Coordinate labeling data
━━━

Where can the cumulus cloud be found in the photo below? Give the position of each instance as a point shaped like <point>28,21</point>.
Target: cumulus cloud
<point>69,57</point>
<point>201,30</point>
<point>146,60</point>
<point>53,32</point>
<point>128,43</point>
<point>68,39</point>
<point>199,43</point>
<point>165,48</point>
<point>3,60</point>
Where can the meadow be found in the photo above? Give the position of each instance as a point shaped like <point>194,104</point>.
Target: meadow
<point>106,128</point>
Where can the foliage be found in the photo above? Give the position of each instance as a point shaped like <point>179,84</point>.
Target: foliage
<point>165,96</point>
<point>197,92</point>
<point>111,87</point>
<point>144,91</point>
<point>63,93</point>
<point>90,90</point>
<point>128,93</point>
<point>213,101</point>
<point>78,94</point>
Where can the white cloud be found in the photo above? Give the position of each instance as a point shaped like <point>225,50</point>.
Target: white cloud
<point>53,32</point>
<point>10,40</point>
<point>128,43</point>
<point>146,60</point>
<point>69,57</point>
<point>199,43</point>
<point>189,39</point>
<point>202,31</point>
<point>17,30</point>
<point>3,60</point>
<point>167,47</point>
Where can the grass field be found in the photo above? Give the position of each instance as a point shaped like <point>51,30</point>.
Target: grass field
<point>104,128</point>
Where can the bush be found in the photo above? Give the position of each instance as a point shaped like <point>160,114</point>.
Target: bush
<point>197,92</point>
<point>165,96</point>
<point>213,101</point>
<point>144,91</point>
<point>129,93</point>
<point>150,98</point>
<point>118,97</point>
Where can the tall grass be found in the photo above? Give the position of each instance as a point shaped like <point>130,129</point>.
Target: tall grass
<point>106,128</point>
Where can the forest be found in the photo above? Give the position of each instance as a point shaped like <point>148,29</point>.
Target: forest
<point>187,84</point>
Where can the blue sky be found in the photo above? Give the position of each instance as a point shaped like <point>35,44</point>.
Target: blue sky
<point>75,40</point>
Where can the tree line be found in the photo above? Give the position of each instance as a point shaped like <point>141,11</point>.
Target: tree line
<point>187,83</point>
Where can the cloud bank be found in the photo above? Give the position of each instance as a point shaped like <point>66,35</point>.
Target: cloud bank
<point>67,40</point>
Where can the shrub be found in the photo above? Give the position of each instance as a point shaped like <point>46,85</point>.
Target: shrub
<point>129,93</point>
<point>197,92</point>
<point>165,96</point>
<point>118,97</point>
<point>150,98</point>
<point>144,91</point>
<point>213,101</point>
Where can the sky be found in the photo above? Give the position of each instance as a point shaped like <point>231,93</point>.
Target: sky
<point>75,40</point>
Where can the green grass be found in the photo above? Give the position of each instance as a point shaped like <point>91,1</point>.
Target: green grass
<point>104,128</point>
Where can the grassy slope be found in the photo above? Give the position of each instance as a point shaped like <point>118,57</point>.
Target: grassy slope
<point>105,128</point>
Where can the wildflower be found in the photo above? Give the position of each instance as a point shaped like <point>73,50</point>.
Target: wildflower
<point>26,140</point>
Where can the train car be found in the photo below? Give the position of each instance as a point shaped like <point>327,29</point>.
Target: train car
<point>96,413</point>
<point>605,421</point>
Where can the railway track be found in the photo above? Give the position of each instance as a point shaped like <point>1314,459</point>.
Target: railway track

━━━

Put every one of the items above into a numbered list, leaving out any blank lines.

TASK SOLUTION —
1. Where can the cumulus cloud be found in the photo below? Give the position of each instance as a point shaped like <point>28,21</point>.
2. Target: cumulus cloud
3. <point>69,57</point>
4. <point>201,30</point>
5. <point>146,60</point>
6. <point>53,32</point>
7. <point>128,43</point>
8. <point>68,39</point>
9. <point>199,43</point>
10. <point>165,48</point>
11. <point>3,60</point>
12. Where can the meadow be found in the photo above? Give the position of each instance as a point shaped like <point>194,104</point>.
13. Target: meadow
14. <point>106,128</point>
15. Where can the foliage be found in the photo above? Give the position of each instance as a point shaped like <point>179,84</point>.
16. Target: foliage
17. <point>165,96</point>
18. <point>197,92</point>
19. <point>111,87</point>
20. <point>144,91</point>
21. <point>63,93</point>
22. <point>90,90</point>
23. <point>128,93</point>
24. <point>213,101</point>
25. <point>78,94</point>
26. Where can the white cloud be found in the photo above? Give the position of each instance as a point shaped like <point>225,50</point>.
27. Target: white cloud
28. <point>53,32</point>
29. <point>10,40</point>
30. <point>128,43</point>
31. <point>146,60</point>
32. <point>69,57</point>
33. <point>199,43</point>
34. <point>189,39</point>
35. <point>202,31</point>
36. <point>17,30</point>
37. <point>3,60</point>
38. <point>167,47</point>
39. Where can the grass field be found in the photo above? Give the position of each instance as a point shaped like <point>51,30</point>.
40. Target: grass field
41. <point>104,128</point>
42. Where can the bush be found in the photo above? Give the position of each instance as a point shaped like <point>160,114</point>.
43. Target: bush
44. <point>197,92</point>
45. <point>165,96</point>
46. <point>213,101</point>
47. <point>144,91</point>
48. <point>129,93</point>
49. <point>150,98</point>
50. <point>118,97</point>
51. Where can the tall grass be found in the photo above? Give the position of each instance as a point shaped like <point>130,129</point>.
52. Target: tall grass
53. <point>106,128</point>
54. Where can the forest be found in the photo above? Give the position of each instance as a point shaped like <point>148,29</point>.
55. Target: forest
56. <point>187,84</point>
57. Where can the blue sky be found in the photo above? Give the position of each instance as a point shaped like <point>35,44</point>.
58. Target: blue sky
59. <point>75,40</point>
60. Where can the tree line be found in the photo above? Give the position of each instance as a point shaped like <point>141,11</point>.
61. Target: tree line
62. <point>187,83</point>
63. Where can the cloud bank be found in the photo above? Give the position of each instance as a point shaped like <point>66,35</point>.
64. Target: cloud bank
65. <point>67,40</point>
66. Where can the shrub be found in the photo above? Give the position of each instance as a point shaped like <point>46,85</point>.
67. Target: shrub
68. <point>129,93</point>
69. <point>197,92</point>
70. <point>165,96</point>
71. <point>118,97</point>
72. <point>150,98</point>
73. <point>144,91</point>
74. <point>213,101</point>
75. Where can the sky be found in the photo above? Give the position of each instance as a point shaped like <point>231,93</point>.
76. Target: sky
77. <point>75,40</point>
78. Where can the green grass be found in the photo above? Give the position of each instance as a point shaped like <point>91,1</point>.
79. Target: green grass
80. <point>104,128</point>
81. Where can the grassy slope be found in the photo above? Give the position of each instance as a point shaped like <point>118,57</point>.
82. Target: grassy slope
83. <point>105,128</point>
84. Where can the wildflower be found in the photo above? Give the position of each instance as a point shaped like <point>73,50</point>.
85. Target: wildflower
86. <point>26,140</point>
87. Where can the train car be found in the photo below? Give the position of each instance as a point shaped like <point>327,29</point>.
88. Target: train car
89. <point>96,413</point>
90. <point>605,421</point>
91. Where can the railway track be found in the photo above? Give the position of each instance as a point shaped like <point>1314,459</point>.
92. Target: railway track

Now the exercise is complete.